The New Yorker Profiles New Wes Faculty Member Sorey MA ’11
“Tyshawn Sorey Defeats Preconceptions,” proclaims the The New Yorker headline on a profile of Wesleyan’s newest assistant professor of music, Tyshawn Sorey MA ’11, who will join the Wesleyan faculty this fall. “The prodigious multi-instrumentalist and composer transcends the borders of jazz, classical, and experimental music.”
The New Yorker notes Sorey as “among the most formidable denizens of the in-between zone,” the boundary between classical music and jazz. He will join Wesleyan’s faculty this fall, taking the place of another trailblazer in this arena, Anthony Braxton, the John Spencer Camp Professor of Music, Emeritus. According to the article:
“In the jazz world, [Sorey] is best known for his asymmetrical, unpredictable, timbrally explosive drumming, which has given anarchic momentum to a number of Iyer’s ensemble pieces. Yet in the past couple of years he has also made his mark with imposing compositional statements: a song cycle paying tribute to Josephine Baker, which had its première at the 2016 Ojai Music Festival (and can be seen online), and a two-hour suite entitled ‘The Inner Spectrum of Variables,’ a recording of which was released by Pi last year.”
In August, Sorey will release a trio album called, “Versimilitude.”

■ ■ ■

▶ _Work task A_: How would you render this sentence from the Sorey article in Spanish: "In August, Sorey will release a trio album called, “Versimilitude.”"
▶ _Work task B_: In the Sorey article, how has Sorey made his mark in the past couple of years beyond his drumming?
The items are separate material, unrelated to the Sorey article.

■ ■ ■

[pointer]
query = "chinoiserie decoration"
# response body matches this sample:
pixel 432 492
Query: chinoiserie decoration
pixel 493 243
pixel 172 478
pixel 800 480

■ ■ ■

▶ _Answer area A_: En agosto, Sorey lanzará un álbum en trío titulado «Versimilitude».

▶ _Answer area B_: He has made his mark with imposing compositional statements. These include a song cycle paying tribute to Josephine Baker, which premiered at the 2016 Ojai Music Festival, and a two-hour suite titled "The Inner Spectrum of Variables," whose recording Pi released last year.